**EXCERPT**

◇ ◇ ◇ ◇ ◇ ◇ ◇

Sweep Hyperparameters#

Hyperparameter sweeps are typically multiple runs that are similar, except for a few parameters that are being tested.

With our Python API, submitting custom sweeps is fairly straightforward, and can easily be customized to your specific sweeping strategy.

Suppose we start with a simple run configuration as a YAML file simple_sweep.yaml:

name: sweep-test
cluster: <your cluster>
gpu_num: 0
image: bash
command: >
  cat /mnt/config/parameters.yaml
  foo: 0
  bar: 1

The parameters field is mounted as a a yaml file into the run for your code to access. To sweep through some of these parameters, the following code will load the above config, modify the parameters, and submit the run.

from mcli.sdk import RunConfig, create_run
import copy

# or create directly in python with RunConfig(...)
config = RunConfig.from_file('simple_sweep.yaml')
parameters = copy.deepcopy(config.parameters)

# Sweep over a few different values of 'foo'
runs = []
for foo in [0, 1, 2, 3, 4, 5]:
    # set the name of the run
    config.name = f'example-foo-{foo}'

    # Update the parameters
    # deepcopy for safety
    run_params = copy.deepcopy(parameters)
    run_params['foo'] = foo
    config.parameters = run_params

    # And run!
    run = create_run(config)
    print(f'Launching run {run.name} with foo {foo}')

For more information about the python API, see Python API.


For more complicated sweep setups, we always recommend deep-copying the base parameters first, and then copying and modifying those base parameters for each element in the sweep. Otherwise, parameter changes may leak into other runs.

Fun with Futures#

Every method in the Python API comes with the optional argument future=False. Setting this to True causes an API call to return a concurrent.futures.Future for the actual return.

Futures allows you to, for example, return the submitted run as they complete.

from concurrent.futures import as_completed

wait_futures = [
    wait_for_run_status(run, status='completed', future=True)
    for run in runs

for run_future in as_completed(wait_futures):
    run = run_future.result()
    print(f'Run {run.name} has completed with status {run.status}')

◇ ◇ ◇ ◇ ◇ ◇ ◇

**Image location labeling entries**
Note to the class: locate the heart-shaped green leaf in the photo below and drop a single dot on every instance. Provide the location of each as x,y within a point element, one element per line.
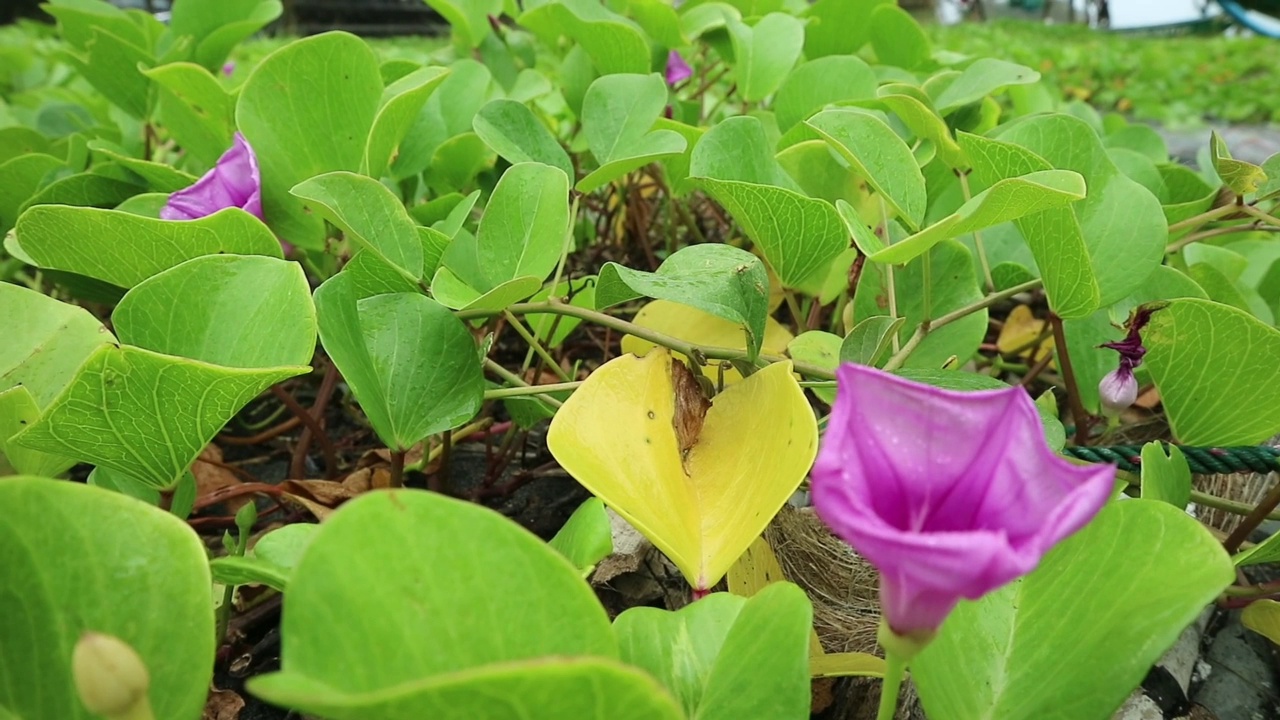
<point>123,249</point>
<point>618,112</point>
<point>512,131</point>
<point>764,53</point>
<point>1212,365</point>
<point>720,279</point>
<point>411,364</point>
<point>1006,200</point>
<point>394,554</point>
<point>309,109</point>
<point>1118,593</point>
<point>369,214</point>
<point>726,656</point>
<point>877,154</point>
<point>152,595</point>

◇ ◇ ◇ ◇ ◇ ◇ ◇

Return the part of the page on sweeping hyperparameters starting at "Futures allows you" and ending at "wait_for_run_status(run, status='completed', future=True)", copied word for word. The lines are separate material and have no connection to the page on sweeping hyperparameters.

**OUTPUT**
Futures allows you to, for example, return the submitted run as they complete.

from concurrent.futures import as_completed

wait_futures = [
    wait_for_run_status(run, status='completed', future=True)